- [THE PROBLEM] Rewrite the part of the material that opens with the line containing "In the scene shown above, which region contains the framed" and closes with the line containing "(258, 173), (289, 206)". Replace "framed wall art" with "canvas print" and keep everything else the same.

- [PROVIDED MATERIAL]
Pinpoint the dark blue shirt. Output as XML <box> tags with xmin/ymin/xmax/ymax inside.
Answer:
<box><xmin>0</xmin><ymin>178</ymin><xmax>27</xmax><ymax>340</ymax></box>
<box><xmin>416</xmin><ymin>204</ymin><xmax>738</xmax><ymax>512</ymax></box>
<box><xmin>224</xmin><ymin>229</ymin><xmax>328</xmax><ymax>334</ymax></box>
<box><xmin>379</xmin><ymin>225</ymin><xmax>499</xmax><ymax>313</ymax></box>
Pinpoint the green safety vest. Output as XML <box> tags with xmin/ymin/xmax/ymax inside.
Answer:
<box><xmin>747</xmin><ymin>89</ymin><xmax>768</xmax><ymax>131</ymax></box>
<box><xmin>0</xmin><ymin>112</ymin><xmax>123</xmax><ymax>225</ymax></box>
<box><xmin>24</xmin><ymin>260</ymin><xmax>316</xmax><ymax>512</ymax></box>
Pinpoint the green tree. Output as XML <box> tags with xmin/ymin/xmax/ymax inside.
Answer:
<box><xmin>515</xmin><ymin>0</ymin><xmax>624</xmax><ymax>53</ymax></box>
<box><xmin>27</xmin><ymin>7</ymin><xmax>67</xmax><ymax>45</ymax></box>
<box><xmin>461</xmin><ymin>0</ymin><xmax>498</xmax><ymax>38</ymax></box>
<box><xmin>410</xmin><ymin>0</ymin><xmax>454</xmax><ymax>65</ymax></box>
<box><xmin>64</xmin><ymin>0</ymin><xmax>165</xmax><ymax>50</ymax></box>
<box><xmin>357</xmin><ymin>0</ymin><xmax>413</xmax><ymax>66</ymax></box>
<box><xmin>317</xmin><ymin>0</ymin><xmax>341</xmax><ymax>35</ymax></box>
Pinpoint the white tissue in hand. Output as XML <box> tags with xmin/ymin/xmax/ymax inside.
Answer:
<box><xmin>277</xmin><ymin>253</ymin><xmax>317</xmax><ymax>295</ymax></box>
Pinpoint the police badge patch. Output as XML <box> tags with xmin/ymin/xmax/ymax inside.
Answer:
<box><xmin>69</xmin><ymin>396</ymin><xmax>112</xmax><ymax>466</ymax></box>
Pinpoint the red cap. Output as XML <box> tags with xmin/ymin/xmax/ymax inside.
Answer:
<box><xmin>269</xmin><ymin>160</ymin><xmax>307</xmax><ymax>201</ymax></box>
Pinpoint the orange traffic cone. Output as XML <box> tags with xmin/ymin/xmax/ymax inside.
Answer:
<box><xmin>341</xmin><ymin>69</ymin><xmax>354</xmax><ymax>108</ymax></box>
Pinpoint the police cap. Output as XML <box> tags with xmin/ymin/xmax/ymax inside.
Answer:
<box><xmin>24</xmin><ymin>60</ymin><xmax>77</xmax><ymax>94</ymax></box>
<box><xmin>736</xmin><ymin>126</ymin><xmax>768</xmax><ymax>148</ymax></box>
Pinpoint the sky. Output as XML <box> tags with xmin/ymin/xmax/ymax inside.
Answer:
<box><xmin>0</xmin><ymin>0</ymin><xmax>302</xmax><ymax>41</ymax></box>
==
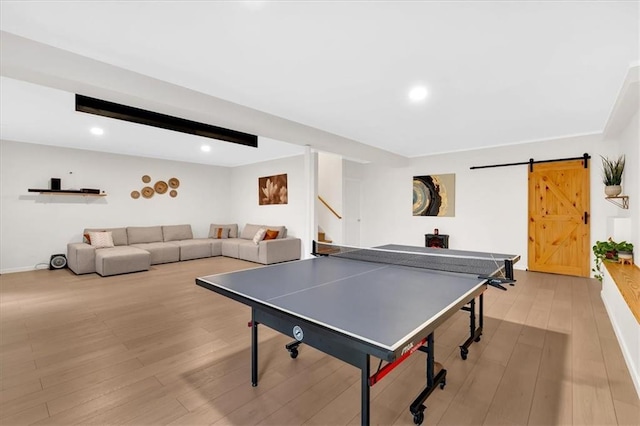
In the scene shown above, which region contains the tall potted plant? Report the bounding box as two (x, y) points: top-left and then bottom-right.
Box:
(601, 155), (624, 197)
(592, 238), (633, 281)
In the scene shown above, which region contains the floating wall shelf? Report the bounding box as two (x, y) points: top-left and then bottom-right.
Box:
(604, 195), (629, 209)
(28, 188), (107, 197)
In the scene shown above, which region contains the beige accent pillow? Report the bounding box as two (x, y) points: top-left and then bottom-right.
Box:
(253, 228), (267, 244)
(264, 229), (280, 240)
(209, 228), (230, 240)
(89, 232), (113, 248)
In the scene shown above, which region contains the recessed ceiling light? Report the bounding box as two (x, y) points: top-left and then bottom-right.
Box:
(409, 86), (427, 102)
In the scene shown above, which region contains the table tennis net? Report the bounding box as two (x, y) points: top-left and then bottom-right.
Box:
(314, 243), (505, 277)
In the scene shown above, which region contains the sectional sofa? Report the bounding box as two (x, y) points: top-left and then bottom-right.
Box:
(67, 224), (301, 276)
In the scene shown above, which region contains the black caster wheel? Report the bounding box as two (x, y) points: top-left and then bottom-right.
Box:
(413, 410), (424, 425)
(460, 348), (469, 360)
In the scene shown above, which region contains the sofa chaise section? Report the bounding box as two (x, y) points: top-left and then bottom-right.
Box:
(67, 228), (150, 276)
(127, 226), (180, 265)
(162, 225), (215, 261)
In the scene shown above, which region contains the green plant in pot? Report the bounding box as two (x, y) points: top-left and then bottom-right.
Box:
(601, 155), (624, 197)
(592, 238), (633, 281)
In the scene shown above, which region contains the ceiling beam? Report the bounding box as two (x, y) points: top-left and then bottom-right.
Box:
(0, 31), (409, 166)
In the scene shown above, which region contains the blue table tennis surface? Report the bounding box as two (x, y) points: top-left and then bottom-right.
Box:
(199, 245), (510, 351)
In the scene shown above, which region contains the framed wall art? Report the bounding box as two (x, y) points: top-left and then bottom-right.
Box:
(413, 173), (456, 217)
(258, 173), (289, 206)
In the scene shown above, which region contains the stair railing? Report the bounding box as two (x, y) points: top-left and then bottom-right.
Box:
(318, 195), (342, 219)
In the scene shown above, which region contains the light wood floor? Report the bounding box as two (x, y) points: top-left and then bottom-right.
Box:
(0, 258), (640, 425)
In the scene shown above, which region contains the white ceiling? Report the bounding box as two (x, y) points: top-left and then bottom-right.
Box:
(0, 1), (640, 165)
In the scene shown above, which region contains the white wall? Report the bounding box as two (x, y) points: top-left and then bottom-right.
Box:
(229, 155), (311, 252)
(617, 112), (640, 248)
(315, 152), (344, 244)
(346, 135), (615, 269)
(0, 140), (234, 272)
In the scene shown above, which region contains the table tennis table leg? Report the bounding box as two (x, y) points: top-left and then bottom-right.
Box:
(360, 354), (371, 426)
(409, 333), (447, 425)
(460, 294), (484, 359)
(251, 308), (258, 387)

- [COMPLETED TASK]
In the scene shown above, which region contains the canvas print? Report the bounding box as two (x, y) points: top-left and then bottom-right.
Box:
(413, 173), (456, 217)
(258, 173), (289, 206)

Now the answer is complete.